══ Supplied passage

Jakarta-based SWAP Energi co-founder Kevin Phang aspired to advance battery-swapping technologies for electric scooters while he was studying abroad. SWAP Energi and its affiliate e-scooter maker and distributor SMOOT have set up 400 battery swapping stations in Greater Jakarta and Bali, Indonesia, the highest among the top e-scooter brands in the country.
In an interview with DIGITIMES recently, Phang said they are aiming to build up to 1,200 stations within this year because "the lack of charging infrastructure is one of the factors that keep people from converting to electric vehicles." SWAP's goal is to build a battery-swapping station every kilometer down the road.
Phang recalled that he bought his first e-scooter with a lead-acid battery in 2006 in China. Back then, public chargers were limited and all needed to share. In some mornings, Phang would be all set to go to school and found out that someone has unplugged the charger, leaving his e-scooter low in power.

════
══ Data to examine

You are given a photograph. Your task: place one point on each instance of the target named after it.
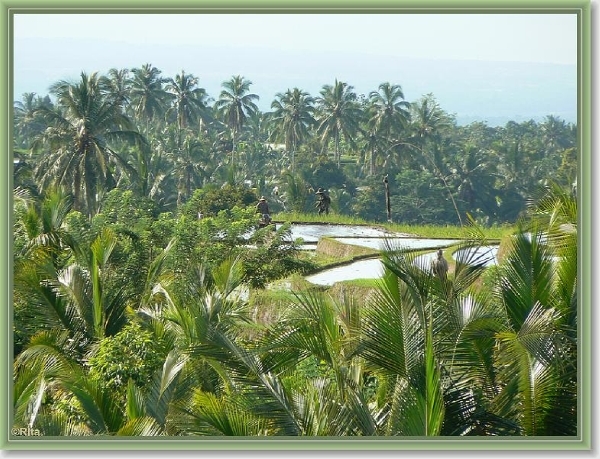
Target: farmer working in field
(263, 209)
(323, 201)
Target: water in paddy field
(313, 232)
(376, 238)
(364, 269)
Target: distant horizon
(493, 76)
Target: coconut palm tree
(82, 130)
(189, 100)
(338, 115)
(235, 105)
(388, 116)
(292, 118)
(27, 123)
(149, 100)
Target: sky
(279, 51)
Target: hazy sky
(281, 51)
(549, 38)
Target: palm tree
(148, 96)
(26, 119)
(86, 121)
(388, 115)
(293, 116)
(189, 101)
(235, 105)
(338, 115)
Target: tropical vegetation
(142, 288)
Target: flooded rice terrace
(375, 238)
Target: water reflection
(400, 242)
(313, 232)
(364, 269)
(485, 255)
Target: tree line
(129, 311)
(163, 138)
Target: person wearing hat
(263, 209)
(323, 202)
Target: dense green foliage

════

- **Questions**
a. Name every company or media organization that the battery-swapping article mentions.
b. Using the battery-swapping article, answer each question on its own line:
(i) How many battery swapping stations have SWAP Energi and SMOOT set up, and in which areas?
(ii) How many stations does SWAP aim to build within this year?
(iii) In what year and in which country did Phang buy his first e-scooter?
c. Continue the battery-swapping article from its last sentence.

- **Replies**
a. SWAP Energi, SMOOT, DIGITIMES

b.
(i) 400 stations, in Greater Jakarta and Bali, Indonesia.
(ii) Up to 1,200 stations.
(iii) 2006, in China.

c.
So Phang and his friend eventually dragged the vehicle up to his apartment and charged it at home. To bring the vehicle up was inconvenient, but it was better than sharing chargers and trying his luck in the parking lot until the Chinese government banned charging vehicles at home after a few explosions have taken place.
Safety can't be emphasized enough by carmakers. SWAP uses LFP batteries for its low risks of fire despite lower energy density than NCM batteries. Smoot's e-scooters have 50-60 kilometers in range and users can subscribe to one of its mileage plans with unlimited battery swaps.
Users can find SWAP's stations at some of the local chain convenience stores Mini Mart and gas stations in Greater Jakarta and Bali. As a popular tourist resort, Bali serves as the demo ground of SWAP's battery-swapping system welcoming the G20 Summit this November, noted Phang.
Credit: SWAP Energi
How to make it cheaper?
Although the Indonesian government's goal is in line with the global trend of electrification, it mostly focuses on cars and batteries for electric cars. For e-scooters, the government waives the license plate fee, which is 10% of the price of the vehicle and provides some benefits such as free parking. Phang said the pricing of e-scooters remains the biggest obstacle in having people shift from gas-powered scooters to electric ones.
In Indonesia, premium brands of e-scooters could cost IDR30-60 million (US$2,080-4,100). Pricing is the biggest reason why people are not enthusiastic about it, said Phang.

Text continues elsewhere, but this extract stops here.